**Passage given**:

┄┄┄┄┄┄

GPU Stress Testing Software?

Uppercut

Weaksauce
Joined
Feb 26, 2009
Messages
76
What else can i use besides 3DMark and FurMark?
Also, i hear FurMark can be rather intensive.
What is the recommended amount of time that one should run it?
Thank you.
 
I run Furmark and Prime95 together overnight to test my setups.

I ran Furmark by itself for 8 and had no system crash, then ran prime for 8 with no system crash. However it would still crash every no and then while gaming so I decided to run both at the same time and boom found out I wasn't stable.

I haven't found a need for anything other than Furmark for GPU stress testing so I haven't looked much.
 
Do you play rather intensive games? Does the system crash, games lock up, does the entire system freeze or die at random times when you're playing those games?

No? Then what's the problem? :)

FurMark as mentioned is a great GPU "heater" these days since you can just loop it forever if you're so inclined. Realize that applications designed to purposely stress a component - the GPU in this case - are going to put that component through far more torture than most people would ever put on it themselves.

I've heard reports from people that say FurMark brought their monster machines to a grinding halt in minutes but they were able to play something like (dare I say it) Crysis for hours upon hours at insane resolutions (like 1920x1200 or higher) and the machine didn't hiccup once.

┄┄┄┄┄┄

**Data records**:
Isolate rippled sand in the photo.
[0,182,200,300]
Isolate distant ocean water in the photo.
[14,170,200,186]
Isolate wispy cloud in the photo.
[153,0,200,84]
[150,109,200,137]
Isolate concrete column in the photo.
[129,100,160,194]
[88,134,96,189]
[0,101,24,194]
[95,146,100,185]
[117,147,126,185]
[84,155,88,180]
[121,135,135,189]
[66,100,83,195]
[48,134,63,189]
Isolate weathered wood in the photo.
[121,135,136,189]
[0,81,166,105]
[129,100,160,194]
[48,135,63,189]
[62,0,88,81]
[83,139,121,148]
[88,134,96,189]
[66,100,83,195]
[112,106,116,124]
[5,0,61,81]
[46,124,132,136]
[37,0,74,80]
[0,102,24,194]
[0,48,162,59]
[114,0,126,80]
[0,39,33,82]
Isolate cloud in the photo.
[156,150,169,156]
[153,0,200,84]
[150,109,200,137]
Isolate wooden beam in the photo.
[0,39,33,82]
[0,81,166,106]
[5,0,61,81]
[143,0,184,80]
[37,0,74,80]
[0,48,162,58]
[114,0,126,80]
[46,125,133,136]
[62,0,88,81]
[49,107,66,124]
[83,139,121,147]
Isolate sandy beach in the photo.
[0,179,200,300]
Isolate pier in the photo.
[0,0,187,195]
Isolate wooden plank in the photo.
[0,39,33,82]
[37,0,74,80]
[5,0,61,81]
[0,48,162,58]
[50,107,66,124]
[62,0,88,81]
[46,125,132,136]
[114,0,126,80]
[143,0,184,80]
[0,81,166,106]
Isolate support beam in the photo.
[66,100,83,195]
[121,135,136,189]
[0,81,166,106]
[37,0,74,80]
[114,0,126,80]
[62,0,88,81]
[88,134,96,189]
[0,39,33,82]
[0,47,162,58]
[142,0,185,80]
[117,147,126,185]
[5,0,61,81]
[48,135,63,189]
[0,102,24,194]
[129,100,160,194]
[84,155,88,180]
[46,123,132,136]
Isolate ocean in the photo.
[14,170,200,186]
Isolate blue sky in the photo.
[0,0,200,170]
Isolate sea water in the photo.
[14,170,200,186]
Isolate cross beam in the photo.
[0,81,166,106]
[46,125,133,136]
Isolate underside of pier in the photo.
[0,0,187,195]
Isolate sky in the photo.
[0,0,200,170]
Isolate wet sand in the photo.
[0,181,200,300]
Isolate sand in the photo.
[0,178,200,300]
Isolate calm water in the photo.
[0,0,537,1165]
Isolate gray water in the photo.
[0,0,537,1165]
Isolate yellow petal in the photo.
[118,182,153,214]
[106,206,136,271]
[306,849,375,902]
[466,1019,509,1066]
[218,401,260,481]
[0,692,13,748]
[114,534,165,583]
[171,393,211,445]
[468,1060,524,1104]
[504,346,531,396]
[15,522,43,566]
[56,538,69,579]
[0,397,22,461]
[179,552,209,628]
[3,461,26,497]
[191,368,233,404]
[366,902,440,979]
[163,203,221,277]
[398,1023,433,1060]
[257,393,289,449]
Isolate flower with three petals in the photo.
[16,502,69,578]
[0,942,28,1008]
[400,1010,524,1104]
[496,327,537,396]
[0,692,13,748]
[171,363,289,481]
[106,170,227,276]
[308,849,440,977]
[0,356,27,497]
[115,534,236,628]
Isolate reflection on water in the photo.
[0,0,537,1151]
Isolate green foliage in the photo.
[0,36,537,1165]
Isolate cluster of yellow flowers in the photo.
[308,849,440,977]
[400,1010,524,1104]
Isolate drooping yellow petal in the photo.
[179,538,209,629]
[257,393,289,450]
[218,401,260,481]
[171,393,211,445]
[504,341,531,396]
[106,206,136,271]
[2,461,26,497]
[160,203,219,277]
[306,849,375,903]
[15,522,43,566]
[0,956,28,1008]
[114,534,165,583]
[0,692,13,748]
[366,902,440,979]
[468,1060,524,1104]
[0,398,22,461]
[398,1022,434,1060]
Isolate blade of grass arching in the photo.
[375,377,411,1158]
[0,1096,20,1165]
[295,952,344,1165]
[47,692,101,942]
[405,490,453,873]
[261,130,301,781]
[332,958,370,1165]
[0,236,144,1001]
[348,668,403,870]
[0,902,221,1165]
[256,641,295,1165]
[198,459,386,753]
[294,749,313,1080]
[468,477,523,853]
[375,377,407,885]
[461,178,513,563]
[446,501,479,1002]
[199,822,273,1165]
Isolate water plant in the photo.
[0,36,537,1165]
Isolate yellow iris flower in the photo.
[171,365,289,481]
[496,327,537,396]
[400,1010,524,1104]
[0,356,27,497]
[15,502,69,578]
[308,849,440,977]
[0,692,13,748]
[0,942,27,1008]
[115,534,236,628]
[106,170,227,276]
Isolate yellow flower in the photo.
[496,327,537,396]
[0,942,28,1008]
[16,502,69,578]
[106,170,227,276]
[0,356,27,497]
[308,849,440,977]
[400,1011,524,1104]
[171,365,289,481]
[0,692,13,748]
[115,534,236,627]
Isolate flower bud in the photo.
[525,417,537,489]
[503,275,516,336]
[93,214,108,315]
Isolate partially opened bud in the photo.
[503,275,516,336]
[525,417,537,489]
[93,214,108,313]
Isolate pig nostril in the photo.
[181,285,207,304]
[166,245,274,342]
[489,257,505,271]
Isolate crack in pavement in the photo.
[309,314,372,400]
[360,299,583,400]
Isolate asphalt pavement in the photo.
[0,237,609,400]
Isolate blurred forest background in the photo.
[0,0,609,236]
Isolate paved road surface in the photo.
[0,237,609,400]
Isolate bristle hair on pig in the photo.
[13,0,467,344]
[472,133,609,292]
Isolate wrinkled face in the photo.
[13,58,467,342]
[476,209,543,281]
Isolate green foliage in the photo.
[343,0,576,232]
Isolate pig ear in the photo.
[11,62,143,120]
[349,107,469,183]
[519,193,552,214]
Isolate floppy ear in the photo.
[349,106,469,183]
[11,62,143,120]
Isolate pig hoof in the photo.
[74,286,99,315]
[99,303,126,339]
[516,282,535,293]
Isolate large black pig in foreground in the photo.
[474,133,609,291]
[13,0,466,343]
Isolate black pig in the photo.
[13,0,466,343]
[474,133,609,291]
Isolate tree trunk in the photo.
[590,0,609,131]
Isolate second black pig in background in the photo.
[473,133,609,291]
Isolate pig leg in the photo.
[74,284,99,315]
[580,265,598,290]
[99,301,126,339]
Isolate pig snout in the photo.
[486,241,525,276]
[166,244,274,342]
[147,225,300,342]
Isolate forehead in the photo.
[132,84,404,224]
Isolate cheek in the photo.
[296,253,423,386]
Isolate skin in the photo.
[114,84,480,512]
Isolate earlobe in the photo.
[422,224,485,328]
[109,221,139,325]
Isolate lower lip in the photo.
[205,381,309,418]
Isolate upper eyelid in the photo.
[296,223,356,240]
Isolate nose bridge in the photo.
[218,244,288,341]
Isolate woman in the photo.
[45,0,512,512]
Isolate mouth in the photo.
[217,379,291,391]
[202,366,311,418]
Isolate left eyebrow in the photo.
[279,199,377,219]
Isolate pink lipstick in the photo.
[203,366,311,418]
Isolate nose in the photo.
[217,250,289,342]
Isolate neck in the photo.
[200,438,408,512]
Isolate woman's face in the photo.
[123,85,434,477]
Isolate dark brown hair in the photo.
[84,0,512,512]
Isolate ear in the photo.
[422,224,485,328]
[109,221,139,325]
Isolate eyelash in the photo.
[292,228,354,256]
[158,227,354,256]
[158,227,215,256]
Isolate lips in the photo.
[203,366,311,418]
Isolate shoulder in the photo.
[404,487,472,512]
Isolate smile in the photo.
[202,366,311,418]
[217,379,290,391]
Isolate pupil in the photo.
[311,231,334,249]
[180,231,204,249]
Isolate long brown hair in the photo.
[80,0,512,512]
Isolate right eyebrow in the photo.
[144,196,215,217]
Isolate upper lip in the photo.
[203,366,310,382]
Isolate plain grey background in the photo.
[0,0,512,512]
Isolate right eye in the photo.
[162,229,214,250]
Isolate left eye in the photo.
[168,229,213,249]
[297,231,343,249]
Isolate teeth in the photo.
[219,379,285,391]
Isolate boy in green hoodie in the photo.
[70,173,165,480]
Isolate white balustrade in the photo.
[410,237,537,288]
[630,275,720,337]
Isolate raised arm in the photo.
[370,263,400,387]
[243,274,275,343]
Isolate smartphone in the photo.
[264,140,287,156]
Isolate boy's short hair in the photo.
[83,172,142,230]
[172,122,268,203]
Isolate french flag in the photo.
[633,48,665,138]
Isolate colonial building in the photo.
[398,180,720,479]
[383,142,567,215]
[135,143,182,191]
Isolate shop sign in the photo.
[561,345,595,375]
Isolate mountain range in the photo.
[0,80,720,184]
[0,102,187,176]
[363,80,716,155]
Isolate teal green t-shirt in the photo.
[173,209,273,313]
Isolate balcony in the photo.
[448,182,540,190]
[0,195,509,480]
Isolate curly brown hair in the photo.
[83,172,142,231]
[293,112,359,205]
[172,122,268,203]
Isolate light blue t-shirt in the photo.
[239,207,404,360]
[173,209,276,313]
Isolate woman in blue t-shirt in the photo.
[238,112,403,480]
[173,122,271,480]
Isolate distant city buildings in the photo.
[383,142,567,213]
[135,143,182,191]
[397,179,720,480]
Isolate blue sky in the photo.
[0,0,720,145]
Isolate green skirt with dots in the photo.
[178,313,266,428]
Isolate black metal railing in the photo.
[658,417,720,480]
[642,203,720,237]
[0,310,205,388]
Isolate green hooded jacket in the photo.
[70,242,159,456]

┄┄┄┄┄┄

**Your objective**: Continue the forum thread on GPU stress testing from the point where it stops.

**Output of the exercise**:
The example above by that poster of running one for 8 hours (?!?!?!) with no negative results, then running the other stress test for another 8 hours (?!?!?!?!?!?!) wasn't good enough. Not even noticing the system was "stable" through 16 hours (!@?*!#!*^) of "testing" wasn't good enough - had to hit it with BOTH apps at the same time and oh, yeah, there... see, it's not stable. Well, hell man, a human being can do a triathlon just fine, but ask that person to do two triathlons in a row (since they can't do them at the same time) and they'll fail too, just like your previously "stable" system that got murdered by overstressing the components.

Computers can and do "crash" and it's not necessarily because of stress or heat or other issues: software is code, and code fails at times for a variety of reasons. Benchmarking and stress testing software itself can be the cause of most problems, and give false info. 16 hours "stable" and that's not good enough... good lord. ;)

I personally believe people waste entirely too much time on "stress testing" and would probably be better off just playing the games they've spent so much money to play. :)

Just my opinion, of course, but...
 
I think this program because you can open multiple instances of it, turn on AA on every one and max your gpu out. I usually run 6-8 instances at once.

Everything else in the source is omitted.